→ HOW TO COMPLETE THIS TASK
Find all lines in the records that include the word "phrase", and copy them out.

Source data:
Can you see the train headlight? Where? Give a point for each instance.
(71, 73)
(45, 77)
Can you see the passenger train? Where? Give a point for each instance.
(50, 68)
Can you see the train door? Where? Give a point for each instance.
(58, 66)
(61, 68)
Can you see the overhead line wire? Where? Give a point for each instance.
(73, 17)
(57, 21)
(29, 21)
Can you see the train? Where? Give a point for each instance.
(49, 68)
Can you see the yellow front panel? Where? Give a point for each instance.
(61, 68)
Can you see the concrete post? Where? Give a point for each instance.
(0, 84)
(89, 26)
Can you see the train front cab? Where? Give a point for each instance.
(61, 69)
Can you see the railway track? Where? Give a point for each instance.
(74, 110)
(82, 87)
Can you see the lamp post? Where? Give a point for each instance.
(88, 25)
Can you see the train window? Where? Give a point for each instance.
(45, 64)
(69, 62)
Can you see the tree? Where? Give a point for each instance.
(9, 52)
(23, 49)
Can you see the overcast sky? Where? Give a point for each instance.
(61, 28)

...

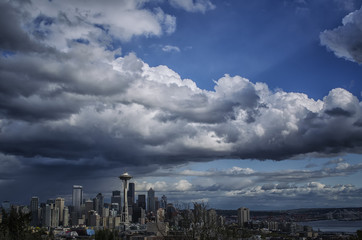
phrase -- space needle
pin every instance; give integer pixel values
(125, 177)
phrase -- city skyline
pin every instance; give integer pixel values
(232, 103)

==

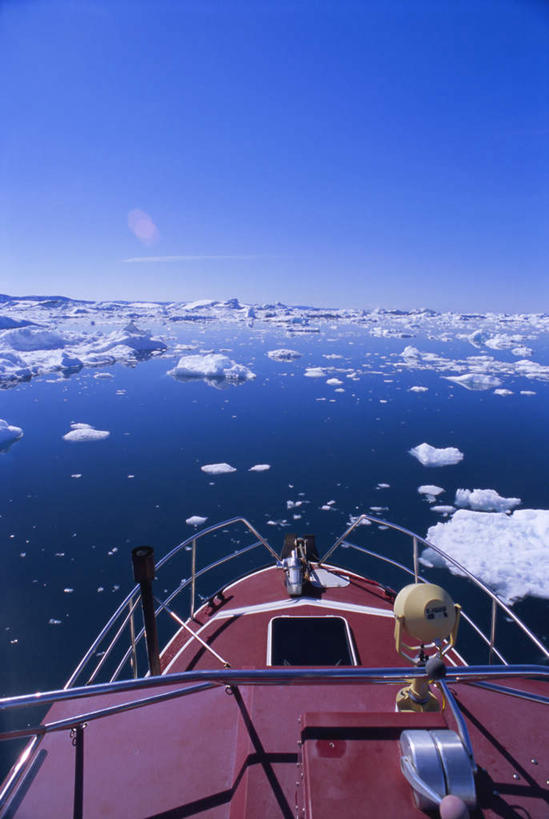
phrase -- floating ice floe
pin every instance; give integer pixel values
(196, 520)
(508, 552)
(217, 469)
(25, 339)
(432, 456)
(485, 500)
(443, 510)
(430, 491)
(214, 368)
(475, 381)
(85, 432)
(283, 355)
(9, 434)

→ SOLUTION TO THIS TASK
phrase -- space needle
phrase -- city skyline
phrase -- floating ice floe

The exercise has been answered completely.